(Stored data entries)
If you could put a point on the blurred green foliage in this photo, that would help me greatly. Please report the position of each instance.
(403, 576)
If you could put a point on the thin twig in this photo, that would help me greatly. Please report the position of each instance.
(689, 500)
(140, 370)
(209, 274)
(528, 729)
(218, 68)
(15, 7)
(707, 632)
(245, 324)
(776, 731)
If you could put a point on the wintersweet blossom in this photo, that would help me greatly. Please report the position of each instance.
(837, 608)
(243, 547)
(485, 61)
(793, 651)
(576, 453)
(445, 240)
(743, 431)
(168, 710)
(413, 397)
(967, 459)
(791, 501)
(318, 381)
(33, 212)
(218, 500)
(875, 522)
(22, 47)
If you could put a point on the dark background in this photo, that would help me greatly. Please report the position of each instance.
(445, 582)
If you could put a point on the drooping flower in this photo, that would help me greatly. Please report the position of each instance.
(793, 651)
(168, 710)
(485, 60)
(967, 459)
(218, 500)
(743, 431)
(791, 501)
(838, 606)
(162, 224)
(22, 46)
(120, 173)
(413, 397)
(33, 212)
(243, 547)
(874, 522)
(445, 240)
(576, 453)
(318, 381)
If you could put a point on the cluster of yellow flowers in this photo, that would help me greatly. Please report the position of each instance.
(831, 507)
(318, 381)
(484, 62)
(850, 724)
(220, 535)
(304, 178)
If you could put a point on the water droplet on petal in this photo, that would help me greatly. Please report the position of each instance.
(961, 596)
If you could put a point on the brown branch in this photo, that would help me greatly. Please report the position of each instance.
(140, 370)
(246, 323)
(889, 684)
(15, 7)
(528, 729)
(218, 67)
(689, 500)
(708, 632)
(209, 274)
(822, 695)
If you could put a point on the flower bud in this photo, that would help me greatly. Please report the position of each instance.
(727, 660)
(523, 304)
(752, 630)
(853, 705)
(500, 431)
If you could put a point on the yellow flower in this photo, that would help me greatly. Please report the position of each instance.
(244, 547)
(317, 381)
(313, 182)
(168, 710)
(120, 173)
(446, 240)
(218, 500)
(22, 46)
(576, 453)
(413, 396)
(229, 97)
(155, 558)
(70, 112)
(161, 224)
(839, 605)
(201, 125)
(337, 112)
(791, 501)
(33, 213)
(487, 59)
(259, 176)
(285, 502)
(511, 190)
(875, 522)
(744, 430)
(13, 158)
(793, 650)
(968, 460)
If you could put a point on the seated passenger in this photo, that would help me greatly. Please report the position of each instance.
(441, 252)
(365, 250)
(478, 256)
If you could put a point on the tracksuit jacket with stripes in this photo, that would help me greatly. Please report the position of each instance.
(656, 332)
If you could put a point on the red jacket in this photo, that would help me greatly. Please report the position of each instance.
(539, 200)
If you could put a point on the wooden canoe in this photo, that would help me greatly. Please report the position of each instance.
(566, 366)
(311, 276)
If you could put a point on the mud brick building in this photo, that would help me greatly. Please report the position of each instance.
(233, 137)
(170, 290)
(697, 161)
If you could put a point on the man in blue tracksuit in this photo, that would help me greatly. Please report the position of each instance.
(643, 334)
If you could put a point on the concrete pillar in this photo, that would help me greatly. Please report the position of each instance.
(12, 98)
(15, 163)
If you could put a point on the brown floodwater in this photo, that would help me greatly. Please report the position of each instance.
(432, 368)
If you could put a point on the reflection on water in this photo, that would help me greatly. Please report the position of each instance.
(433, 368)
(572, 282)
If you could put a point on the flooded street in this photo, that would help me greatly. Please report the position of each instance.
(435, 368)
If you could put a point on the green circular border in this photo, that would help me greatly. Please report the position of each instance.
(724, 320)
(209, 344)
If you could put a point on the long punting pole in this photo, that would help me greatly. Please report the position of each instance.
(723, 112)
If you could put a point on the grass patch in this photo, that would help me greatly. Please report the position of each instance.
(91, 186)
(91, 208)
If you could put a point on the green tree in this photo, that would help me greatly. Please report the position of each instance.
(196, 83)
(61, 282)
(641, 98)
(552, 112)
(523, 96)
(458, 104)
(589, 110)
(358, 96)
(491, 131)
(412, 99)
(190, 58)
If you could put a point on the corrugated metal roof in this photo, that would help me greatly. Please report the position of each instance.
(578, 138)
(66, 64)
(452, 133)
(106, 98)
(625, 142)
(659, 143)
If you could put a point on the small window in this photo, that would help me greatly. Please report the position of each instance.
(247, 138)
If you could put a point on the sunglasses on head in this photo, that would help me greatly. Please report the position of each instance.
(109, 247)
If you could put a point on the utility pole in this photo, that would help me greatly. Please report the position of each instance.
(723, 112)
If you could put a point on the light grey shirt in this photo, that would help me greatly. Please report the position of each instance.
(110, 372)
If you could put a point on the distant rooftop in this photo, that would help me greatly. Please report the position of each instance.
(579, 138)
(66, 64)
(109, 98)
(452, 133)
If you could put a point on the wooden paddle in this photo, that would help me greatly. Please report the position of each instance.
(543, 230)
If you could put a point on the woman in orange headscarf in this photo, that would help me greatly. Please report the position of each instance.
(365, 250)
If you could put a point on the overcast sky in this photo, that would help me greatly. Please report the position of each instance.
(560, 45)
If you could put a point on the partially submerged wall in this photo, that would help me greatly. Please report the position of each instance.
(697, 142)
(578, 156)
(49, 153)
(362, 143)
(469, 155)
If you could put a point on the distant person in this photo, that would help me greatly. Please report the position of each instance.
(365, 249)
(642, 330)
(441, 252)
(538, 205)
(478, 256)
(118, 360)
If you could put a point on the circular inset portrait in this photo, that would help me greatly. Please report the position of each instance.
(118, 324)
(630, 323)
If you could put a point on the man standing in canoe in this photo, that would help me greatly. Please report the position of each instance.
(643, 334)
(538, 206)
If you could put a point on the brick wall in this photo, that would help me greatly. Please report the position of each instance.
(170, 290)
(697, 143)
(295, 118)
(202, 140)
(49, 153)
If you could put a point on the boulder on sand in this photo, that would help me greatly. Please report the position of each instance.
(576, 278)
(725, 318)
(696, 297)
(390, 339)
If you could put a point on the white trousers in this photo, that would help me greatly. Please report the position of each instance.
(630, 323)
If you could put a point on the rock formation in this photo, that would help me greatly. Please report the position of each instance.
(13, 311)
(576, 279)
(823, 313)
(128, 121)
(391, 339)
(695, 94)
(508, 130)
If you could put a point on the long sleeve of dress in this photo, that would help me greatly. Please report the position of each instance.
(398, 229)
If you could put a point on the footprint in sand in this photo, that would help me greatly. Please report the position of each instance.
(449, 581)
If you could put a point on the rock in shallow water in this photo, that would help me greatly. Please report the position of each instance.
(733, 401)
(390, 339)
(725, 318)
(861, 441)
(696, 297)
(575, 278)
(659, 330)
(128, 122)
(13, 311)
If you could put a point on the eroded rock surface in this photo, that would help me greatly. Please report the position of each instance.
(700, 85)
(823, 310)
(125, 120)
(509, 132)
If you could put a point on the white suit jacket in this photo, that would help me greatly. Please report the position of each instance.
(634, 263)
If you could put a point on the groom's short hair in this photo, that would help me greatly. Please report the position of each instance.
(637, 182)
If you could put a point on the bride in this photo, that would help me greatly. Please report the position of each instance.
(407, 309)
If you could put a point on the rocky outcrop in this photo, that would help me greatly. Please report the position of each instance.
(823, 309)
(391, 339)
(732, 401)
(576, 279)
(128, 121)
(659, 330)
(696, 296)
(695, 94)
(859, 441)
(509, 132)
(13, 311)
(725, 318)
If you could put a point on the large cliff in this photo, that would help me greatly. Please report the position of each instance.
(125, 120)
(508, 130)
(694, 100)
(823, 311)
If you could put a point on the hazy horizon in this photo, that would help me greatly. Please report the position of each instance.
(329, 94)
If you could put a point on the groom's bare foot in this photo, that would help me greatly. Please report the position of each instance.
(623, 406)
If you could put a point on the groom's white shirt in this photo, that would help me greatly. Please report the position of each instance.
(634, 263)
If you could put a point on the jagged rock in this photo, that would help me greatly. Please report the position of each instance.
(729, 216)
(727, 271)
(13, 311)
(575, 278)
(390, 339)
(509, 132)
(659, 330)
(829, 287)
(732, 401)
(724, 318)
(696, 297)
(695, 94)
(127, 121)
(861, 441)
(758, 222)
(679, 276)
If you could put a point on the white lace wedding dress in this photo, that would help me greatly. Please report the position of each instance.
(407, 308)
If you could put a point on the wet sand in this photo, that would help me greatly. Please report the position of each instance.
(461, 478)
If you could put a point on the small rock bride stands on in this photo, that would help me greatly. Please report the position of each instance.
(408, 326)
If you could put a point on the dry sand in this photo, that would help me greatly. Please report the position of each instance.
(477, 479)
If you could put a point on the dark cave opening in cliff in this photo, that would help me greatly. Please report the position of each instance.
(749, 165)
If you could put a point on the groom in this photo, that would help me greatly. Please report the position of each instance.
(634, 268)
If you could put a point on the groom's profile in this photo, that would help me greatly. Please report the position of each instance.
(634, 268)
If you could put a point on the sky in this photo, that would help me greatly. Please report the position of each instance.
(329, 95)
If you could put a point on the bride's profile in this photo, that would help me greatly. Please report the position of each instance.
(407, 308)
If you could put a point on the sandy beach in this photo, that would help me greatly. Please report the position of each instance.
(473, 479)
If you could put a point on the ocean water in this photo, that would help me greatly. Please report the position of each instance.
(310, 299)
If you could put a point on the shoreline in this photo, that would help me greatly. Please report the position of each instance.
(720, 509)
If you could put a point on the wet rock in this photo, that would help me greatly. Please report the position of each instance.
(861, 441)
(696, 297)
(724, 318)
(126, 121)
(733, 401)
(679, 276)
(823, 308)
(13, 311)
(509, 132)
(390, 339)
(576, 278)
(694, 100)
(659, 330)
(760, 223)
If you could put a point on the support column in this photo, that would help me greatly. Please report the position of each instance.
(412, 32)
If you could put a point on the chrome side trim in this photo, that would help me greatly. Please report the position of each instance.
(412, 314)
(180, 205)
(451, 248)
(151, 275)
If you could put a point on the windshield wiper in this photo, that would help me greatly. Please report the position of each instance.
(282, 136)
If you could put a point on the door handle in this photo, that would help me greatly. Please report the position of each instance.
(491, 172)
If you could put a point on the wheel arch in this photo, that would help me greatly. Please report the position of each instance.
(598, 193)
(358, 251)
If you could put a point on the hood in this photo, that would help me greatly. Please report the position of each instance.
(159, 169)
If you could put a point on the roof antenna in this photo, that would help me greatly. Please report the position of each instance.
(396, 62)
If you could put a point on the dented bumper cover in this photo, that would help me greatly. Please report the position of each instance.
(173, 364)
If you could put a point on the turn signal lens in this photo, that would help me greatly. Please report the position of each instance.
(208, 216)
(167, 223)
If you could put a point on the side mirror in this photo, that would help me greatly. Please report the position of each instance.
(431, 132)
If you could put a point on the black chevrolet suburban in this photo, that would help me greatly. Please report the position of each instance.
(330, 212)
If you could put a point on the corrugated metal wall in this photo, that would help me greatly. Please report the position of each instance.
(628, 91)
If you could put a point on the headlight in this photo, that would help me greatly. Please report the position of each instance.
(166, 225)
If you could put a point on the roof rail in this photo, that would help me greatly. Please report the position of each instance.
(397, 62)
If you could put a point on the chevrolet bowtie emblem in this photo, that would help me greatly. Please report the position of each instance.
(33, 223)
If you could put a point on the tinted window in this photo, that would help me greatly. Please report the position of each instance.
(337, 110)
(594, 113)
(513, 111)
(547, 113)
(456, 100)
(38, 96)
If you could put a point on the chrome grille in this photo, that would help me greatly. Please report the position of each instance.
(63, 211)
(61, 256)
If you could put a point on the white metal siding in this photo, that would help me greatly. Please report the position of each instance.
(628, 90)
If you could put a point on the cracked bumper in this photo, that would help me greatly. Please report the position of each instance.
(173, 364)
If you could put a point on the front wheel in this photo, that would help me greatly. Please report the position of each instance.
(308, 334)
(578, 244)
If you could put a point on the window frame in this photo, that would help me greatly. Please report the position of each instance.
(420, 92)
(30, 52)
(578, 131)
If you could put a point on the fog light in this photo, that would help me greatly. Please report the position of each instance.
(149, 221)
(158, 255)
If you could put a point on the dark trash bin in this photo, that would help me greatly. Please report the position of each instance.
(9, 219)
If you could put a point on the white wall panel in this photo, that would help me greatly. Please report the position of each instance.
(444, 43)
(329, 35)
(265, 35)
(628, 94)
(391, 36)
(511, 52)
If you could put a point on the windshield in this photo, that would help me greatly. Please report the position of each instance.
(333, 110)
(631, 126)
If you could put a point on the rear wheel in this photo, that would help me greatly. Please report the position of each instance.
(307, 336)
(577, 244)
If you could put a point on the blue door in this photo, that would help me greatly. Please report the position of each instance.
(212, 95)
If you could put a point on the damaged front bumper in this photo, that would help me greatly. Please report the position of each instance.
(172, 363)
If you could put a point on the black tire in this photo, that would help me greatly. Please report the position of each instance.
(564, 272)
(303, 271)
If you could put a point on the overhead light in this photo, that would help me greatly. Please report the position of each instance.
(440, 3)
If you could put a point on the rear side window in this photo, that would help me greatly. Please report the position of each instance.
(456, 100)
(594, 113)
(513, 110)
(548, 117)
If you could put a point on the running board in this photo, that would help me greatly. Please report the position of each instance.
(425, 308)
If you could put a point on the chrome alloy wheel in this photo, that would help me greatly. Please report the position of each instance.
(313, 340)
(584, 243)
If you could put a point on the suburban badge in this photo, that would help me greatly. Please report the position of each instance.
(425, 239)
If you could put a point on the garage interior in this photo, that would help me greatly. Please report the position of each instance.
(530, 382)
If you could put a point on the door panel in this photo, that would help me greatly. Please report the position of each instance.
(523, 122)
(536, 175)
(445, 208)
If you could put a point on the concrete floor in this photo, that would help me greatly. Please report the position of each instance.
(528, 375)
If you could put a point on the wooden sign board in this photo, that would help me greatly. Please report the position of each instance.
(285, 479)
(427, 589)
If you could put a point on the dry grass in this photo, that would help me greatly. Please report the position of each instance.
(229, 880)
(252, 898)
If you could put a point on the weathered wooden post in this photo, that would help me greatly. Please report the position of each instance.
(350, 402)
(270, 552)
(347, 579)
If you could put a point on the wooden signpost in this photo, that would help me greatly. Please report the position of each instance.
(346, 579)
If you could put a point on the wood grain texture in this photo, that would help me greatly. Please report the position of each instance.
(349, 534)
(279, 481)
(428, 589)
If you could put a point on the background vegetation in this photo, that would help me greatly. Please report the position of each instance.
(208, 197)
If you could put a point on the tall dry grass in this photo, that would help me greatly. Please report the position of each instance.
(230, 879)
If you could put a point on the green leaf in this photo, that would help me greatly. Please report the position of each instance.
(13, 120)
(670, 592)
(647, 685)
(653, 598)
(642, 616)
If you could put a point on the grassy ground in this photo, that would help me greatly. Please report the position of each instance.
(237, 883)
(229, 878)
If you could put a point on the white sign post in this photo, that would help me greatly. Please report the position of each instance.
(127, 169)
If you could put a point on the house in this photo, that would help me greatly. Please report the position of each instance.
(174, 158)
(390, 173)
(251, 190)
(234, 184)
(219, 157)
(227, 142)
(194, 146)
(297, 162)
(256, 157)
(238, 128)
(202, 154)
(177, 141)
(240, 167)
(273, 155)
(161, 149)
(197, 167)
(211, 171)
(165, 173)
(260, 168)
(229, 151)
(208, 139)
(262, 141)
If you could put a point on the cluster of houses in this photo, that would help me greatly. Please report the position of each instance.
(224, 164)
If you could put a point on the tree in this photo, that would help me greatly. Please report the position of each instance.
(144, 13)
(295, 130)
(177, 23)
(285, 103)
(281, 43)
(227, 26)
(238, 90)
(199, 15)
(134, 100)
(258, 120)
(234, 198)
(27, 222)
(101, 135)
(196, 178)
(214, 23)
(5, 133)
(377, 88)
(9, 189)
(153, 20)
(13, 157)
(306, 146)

■ TASK DETAILS
Your reply should be a verbatim retyping of the lines from the one that holds "If you could put a point on the cluster of houses" through the last line of the entries.

■ RESULT FOR THIS TASK
If you could put a point on the cluster of houses in this photo, that would help me greatly. Please report the position of each instance.
(224, 164)
If you could put a point on the tree in this photo, that would help me greatly. Please report the position of each instance.
(144, 13)
(295, 130)
(177, 23)
(285, 103)
(281, 43)
(227, 26)
(238, 90)
(199, 15)
(134, 100)
(258, 120)
(234, 198)
(27, 222)
(101, 135)
(196, 178)
(214, 23)
(5, 133)
(377, 88)
(9, 189)
(153, 20)
(13, 157)
(306, 146)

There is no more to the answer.